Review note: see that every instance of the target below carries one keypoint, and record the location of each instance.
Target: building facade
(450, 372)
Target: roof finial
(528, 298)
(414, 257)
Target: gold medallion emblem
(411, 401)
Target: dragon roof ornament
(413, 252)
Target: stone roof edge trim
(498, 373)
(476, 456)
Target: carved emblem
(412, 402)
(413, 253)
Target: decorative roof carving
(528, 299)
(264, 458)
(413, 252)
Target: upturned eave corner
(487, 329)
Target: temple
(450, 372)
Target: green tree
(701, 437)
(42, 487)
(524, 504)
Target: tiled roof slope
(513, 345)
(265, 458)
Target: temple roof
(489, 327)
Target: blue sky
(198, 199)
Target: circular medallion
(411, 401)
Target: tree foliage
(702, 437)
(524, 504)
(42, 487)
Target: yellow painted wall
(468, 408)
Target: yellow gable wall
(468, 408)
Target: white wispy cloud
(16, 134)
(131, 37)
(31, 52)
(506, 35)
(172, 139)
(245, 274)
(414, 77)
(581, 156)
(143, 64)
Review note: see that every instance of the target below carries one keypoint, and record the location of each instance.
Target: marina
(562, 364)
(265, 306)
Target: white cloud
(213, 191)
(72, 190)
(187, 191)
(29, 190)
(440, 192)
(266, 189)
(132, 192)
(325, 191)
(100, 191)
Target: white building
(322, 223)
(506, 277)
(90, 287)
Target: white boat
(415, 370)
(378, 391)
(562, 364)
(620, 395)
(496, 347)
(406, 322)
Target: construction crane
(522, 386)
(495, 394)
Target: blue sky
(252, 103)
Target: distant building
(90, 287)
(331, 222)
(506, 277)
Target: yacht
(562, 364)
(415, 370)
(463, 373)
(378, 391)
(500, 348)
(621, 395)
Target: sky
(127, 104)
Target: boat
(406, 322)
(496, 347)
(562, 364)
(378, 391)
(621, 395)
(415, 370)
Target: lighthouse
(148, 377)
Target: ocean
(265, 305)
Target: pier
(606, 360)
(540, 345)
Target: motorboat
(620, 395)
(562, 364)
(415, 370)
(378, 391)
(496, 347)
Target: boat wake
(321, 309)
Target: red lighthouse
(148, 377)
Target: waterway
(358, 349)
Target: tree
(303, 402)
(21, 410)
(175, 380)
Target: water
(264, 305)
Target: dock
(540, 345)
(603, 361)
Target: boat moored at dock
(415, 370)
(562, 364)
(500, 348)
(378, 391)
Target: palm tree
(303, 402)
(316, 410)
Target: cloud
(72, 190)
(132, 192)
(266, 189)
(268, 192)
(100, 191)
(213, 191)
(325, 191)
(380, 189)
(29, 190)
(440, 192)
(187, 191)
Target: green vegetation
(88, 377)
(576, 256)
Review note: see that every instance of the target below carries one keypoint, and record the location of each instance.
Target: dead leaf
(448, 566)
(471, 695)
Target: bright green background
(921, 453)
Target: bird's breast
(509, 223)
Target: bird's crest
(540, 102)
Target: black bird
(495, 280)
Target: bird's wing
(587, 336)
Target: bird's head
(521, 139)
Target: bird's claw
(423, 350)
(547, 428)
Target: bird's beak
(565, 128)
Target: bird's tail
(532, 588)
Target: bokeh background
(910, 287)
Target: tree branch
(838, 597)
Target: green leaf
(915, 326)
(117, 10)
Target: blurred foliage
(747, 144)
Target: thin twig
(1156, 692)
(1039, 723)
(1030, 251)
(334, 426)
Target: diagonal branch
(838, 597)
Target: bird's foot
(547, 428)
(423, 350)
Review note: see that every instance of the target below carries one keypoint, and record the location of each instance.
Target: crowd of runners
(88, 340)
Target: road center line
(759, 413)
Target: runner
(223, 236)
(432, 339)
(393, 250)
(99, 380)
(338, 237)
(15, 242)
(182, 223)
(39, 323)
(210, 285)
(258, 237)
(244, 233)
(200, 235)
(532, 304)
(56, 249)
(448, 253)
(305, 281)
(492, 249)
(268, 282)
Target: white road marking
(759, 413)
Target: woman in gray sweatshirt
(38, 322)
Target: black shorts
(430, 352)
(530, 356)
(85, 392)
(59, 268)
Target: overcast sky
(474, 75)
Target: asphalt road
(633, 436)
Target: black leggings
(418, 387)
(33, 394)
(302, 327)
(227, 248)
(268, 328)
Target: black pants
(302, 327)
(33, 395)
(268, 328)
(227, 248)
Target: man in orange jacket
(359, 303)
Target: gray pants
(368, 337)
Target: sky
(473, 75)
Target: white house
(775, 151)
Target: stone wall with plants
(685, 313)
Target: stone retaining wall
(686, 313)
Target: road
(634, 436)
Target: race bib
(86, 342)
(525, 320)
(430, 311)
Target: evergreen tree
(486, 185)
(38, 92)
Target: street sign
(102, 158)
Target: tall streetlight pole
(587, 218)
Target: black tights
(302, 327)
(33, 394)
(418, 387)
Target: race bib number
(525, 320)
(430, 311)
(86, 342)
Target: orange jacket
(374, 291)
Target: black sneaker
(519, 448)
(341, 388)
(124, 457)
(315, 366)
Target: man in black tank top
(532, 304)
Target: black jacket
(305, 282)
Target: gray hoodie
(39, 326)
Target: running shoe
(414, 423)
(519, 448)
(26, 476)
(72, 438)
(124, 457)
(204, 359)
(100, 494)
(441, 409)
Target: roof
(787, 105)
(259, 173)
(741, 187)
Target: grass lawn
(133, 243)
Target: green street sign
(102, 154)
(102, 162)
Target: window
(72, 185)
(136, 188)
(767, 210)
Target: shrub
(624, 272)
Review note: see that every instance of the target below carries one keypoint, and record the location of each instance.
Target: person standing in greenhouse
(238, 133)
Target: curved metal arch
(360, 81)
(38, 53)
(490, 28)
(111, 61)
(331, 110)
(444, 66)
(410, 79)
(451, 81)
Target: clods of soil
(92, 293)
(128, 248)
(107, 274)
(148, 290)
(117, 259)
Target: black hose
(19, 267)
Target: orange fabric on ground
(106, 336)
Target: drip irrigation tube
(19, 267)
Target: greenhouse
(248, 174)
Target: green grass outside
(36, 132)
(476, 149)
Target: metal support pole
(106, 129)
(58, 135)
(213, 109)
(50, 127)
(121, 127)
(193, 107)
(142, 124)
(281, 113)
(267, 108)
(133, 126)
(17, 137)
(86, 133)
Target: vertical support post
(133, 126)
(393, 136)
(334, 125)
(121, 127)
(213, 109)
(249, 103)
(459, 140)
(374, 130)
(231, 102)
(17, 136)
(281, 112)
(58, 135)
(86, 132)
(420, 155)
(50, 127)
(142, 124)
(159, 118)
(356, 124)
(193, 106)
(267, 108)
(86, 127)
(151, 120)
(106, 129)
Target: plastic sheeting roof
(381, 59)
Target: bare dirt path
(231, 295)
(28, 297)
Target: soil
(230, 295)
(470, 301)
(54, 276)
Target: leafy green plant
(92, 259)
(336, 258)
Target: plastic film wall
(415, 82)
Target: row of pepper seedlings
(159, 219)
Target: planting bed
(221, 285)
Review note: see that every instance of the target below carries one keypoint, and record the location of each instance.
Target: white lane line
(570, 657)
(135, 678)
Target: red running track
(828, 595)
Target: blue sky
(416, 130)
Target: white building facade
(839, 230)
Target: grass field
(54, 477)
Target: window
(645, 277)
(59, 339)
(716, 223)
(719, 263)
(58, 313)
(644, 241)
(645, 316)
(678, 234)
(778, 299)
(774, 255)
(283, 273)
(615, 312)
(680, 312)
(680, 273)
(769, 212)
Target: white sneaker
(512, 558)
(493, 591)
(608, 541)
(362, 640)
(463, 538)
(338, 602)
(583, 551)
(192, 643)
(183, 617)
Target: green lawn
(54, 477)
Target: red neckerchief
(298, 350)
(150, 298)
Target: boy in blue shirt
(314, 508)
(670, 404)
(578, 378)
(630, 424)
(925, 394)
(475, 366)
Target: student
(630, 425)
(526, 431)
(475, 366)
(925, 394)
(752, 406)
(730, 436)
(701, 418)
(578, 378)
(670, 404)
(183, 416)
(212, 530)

# SHORT TASK
Repeat exactly, and only, the lines from the line with "Target: bare dirt path" through the end of the listing above, both ends included.

# EXERCISE OUTPUT
Target: bare dirt path
(231, 295)
(28, 297)
Target: soil
(230, 295)
(470, 301)
(54, 276)
Target: leafy green plant
(92, 259)
(336, 258)
Target: plastic film wall
(415, 82)
Target: row of pepper seedlings
(159, 219)
Target: planting bed
(221, 285)
Review note: see that every instance of the target below carries one keypoint, and record the location of each instance.
Target: white lane line
(570, 657)
(135, 678)
Target: red running track
(828, 595)
Target: blue sky
(416, 130)
Target: white building facade
(839, 230)
Target: grass field
(54, 477)
Target: window
(645, 277)
(59, 339)
(716, 223)
(719, 263)
(58, 313)
(644, 241)
(645, 316)
(678, 234)
(778, 299)
(774, 255)
(283, 273)
(615, 312)
(680, 312)
(680, 273)
(769, 212)
Target: white sneaker
(512, 558)
(493, 591)
(608, 541)
(362, 640)
(463, 538)
(338, 602)
(583, 551)
(192, 643)
(183, 617)
Target: green lawn
(54, 477)
Target: red neckerchief
(298, 350)
(150, 298)
Target: boy in blue shirt
(314, 508)
(670, 404)
(578, 378)
(630, 424)
(925, 394)
(475, 366)
Target: student
(630, 425)
(526, 431)
(475, 366)
(925, 394)
(752, 406)
(730, 436)
(701, 418)
(578, 378)
(670, 404)
(183, 416)
(212, 530)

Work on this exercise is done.